▶ [Goal]:
Repeat only the lines from the one holding "Please point out the orange" down to the last line of the listing below, including both of those lines.

▶ [Information shown]:
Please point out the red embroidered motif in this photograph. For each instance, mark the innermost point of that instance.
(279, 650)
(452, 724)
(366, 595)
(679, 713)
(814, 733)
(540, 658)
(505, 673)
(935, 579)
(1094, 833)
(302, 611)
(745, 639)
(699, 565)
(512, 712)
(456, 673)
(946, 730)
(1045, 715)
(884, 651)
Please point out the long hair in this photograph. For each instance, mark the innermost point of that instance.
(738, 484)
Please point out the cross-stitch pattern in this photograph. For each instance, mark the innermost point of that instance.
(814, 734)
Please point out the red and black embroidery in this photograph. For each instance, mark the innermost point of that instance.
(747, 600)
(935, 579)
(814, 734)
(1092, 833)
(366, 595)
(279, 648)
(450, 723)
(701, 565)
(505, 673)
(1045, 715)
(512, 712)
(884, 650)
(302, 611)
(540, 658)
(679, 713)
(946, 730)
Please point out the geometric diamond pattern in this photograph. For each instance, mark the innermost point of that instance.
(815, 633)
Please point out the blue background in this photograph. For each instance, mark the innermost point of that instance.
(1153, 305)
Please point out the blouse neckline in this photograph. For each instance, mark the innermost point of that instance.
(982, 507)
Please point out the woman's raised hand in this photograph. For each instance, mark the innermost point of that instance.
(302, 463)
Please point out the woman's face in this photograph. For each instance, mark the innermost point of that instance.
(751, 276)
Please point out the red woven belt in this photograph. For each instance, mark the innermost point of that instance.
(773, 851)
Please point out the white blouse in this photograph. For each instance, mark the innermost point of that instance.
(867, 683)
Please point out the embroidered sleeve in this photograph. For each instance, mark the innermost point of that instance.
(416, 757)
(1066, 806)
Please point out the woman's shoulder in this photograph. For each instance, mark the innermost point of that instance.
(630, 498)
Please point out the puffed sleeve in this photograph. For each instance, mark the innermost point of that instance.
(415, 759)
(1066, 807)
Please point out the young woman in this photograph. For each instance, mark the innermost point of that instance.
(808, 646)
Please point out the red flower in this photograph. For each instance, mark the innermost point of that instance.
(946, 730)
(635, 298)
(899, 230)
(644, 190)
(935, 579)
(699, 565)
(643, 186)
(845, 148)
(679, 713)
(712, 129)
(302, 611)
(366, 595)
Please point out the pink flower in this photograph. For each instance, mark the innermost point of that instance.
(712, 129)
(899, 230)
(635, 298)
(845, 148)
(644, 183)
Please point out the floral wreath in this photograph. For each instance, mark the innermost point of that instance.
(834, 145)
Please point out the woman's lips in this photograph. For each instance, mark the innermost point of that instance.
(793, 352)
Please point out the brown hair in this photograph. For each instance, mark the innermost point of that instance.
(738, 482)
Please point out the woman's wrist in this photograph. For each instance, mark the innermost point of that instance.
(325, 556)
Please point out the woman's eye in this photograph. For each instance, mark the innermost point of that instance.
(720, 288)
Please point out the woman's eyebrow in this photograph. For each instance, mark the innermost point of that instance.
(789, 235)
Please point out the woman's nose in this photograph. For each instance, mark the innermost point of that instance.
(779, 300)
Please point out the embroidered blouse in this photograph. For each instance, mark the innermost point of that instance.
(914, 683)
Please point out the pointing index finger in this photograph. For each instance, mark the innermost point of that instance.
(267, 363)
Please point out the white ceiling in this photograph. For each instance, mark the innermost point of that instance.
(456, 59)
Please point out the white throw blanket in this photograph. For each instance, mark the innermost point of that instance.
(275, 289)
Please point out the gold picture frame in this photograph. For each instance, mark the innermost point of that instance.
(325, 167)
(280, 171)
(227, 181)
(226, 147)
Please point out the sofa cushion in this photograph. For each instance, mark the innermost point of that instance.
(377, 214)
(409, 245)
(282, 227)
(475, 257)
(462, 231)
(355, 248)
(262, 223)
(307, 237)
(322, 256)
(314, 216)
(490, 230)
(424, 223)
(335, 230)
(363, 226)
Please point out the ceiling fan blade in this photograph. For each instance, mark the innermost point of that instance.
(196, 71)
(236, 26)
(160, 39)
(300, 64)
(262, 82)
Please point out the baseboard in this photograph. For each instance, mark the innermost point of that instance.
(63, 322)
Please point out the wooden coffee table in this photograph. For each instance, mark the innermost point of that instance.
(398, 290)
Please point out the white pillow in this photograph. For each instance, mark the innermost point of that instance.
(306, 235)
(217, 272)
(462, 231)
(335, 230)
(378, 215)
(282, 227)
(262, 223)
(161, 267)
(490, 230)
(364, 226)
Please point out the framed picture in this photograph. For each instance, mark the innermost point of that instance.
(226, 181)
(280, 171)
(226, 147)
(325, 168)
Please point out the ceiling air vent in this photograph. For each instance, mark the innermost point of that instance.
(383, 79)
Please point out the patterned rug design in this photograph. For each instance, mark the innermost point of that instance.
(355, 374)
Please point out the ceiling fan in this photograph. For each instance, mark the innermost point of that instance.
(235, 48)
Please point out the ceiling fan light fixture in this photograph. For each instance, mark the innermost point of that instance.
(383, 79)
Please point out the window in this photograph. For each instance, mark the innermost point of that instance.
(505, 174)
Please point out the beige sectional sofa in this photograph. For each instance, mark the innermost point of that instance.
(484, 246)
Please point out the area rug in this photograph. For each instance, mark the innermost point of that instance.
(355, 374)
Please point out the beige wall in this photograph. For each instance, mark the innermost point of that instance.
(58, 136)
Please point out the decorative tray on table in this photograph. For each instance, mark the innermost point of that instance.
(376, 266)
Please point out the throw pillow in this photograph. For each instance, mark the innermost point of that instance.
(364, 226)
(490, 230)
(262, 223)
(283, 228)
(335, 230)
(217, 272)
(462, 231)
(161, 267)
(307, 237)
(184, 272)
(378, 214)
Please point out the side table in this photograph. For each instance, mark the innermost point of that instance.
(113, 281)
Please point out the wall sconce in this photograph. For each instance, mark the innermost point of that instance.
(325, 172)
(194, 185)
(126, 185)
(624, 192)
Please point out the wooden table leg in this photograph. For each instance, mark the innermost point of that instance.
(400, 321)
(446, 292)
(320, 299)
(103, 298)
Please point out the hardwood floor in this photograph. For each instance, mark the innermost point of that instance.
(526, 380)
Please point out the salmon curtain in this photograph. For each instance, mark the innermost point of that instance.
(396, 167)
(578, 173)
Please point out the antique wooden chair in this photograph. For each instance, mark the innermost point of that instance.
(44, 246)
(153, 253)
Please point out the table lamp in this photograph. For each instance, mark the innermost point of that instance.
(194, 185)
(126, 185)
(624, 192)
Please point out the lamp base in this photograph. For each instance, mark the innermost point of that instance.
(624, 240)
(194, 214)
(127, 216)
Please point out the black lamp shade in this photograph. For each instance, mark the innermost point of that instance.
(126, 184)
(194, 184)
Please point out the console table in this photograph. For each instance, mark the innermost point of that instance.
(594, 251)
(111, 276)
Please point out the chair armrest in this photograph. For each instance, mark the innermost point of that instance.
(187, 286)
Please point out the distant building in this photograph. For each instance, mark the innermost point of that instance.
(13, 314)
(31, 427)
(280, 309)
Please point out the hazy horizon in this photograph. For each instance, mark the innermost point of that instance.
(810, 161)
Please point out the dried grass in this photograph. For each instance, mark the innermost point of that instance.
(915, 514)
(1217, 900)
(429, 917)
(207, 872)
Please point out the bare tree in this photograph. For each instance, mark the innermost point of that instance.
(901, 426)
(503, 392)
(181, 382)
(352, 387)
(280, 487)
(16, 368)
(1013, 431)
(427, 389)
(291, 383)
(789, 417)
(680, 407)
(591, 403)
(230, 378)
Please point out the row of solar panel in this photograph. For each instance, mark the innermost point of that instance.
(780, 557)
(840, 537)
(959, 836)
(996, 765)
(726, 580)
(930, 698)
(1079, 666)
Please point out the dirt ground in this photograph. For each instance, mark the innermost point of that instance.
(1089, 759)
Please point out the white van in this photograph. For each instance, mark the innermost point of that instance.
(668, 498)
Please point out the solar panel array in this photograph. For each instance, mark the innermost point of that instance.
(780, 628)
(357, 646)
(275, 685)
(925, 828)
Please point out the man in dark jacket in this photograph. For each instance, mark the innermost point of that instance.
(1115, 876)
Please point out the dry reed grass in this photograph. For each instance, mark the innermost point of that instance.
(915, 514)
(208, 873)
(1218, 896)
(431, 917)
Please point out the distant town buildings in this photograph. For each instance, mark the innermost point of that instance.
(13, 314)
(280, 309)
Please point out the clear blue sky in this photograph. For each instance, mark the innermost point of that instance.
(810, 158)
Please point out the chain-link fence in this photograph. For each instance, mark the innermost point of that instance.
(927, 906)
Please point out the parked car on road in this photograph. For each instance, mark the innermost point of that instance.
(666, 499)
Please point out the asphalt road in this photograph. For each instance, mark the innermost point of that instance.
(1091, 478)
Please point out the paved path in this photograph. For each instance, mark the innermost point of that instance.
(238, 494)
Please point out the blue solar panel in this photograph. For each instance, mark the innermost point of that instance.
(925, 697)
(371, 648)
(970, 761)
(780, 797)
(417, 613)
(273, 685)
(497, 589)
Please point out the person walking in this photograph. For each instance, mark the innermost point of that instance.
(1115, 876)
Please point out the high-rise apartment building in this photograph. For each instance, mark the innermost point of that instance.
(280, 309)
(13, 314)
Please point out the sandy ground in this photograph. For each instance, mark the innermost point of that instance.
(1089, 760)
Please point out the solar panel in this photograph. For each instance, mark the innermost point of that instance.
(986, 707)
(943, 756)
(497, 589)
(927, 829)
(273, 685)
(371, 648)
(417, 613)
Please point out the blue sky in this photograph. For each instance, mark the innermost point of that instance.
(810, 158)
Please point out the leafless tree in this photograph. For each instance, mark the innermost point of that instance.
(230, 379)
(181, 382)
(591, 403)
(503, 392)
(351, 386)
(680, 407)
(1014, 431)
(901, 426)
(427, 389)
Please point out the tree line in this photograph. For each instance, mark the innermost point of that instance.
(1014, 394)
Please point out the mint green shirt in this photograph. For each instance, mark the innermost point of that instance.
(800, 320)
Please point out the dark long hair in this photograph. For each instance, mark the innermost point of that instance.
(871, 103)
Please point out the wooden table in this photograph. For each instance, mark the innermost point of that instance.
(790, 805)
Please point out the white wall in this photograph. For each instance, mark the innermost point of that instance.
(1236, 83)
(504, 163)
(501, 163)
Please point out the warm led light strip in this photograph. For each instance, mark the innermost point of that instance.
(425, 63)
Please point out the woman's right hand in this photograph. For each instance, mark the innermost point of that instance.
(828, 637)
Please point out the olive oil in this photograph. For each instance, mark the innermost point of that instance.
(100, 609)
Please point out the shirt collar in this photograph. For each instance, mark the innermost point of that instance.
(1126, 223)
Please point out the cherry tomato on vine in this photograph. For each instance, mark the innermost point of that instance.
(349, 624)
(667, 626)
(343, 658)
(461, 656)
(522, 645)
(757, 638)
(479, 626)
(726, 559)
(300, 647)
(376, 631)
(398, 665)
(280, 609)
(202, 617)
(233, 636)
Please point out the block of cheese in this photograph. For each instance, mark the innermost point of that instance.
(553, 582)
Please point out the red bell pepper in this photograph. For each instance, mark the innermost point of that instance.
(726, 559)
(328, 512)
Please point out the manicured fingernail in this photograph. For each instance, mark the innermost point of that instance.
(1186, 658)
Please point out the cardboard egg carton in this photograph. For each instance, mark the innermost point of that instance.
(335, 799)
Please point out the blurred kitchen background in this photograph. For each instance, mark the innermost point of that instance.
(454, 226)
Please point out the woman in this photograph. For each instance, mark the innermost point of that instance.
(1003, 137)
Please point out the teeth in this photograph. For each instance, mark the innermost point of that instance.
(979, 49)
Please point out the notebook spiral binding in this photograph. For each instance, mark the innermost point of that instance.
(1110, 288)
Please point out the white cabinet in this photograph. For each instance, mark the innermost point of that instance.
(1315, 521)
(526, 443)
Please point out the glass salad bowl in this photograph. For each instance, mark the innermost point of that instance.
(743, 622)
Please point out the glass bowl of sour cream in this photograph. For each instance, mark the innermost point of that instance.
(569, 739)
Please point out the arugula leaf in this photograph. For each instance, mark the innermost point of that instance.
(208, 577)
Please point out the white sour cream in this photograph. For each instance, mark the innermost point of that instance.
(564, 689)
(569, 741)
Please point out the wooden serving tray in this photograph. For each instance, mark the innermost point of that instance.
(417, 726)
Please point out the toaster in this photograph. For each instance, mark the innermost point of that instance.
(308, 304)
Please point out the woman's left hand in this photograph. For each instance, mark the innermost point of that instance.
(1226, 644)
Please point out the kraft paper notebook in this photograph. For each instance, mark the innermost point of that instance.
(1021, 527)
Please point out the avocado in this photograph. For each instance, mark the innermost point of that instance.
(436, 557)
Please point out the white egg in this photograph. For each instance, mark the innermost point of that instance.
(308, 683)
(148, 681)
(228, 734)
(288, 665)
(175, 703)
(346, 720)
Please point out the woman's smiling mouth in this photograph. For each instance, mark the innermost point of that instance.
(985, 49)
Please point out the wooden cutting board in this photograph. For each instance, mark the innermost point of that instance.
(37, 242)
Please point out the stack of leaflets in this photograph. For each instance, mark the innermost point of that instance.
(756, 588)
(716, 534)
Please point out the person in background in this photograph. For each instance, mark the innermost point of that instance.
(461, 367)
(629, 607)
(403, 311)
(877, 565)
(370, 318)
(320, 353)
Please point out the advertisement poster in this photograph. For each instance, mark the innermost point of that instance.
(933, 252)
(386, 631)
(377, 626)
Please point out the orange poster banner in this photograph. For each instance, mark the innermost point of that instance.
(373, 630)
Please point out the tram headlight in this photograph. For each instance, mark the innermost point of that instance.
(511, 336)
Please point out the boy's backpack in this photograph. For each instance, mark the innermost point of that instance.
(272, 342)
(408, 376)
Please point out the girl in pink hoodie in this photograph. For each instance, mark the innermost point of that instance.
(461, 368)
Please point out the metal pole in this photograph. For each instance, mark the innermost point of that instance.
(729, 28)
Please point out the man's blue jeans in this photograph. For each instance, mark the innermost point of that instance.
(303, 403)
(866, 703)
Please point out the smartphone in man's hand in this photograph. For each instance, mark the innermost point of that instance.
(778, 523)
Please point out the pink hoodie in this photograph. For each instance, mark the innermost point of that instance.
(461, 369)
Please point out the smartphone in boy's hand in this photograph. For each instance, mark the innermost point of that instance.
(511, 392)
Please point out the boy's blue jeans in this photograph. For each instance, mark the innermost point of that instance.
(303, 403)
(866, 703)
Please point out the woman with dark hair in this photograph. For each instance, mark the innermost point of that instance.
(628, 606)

▶ [Answer to this exercise]:
Please point out the orange poster banner in this photograph. For each instance, mark the innermost point of that instance.
(373, 630)
Please point out the tram headlight in this photograph. For each instance, mark the innermost point of that instance.
(511, 336)
Please point out the boy's backpack in this photograph. For each instance, mark the innermost point of that instance.
(272, 342)
(408, 376)
Please point out the girl in pink hoodie in this photograph. For each instance, mark the innermost point of that instance.
(461, 368)
Please point out the metal pole in this photograph. For each instance, mark the innermost point of that instance.
(729, 28)
Please point out the man's blue jeans in this photograph. For each instance, mark the innermost point of that instance.
(303, 403)
(866, 703)
Please point out the smartphone in man's hand in this photograph. For each instance, mark the innermost point of that instance.
(778, 523)
Please point out the pink hoodie in this photograph. For each instance, mark the innermost point of that instance.
(461, 369)
Please point out the smartphone in boy's hand in this photograph. For each instance, mark the innermost point of that instance.
(511, 392)
Please point out the boy's blue jeans in this photograph. For each instance, mark the innermost point of that instance.
(303, 403)
(866, 703)
Please point out the woman with dark hair in this photograph. For each instance, mark the innermost point of that instance.
(628, 606)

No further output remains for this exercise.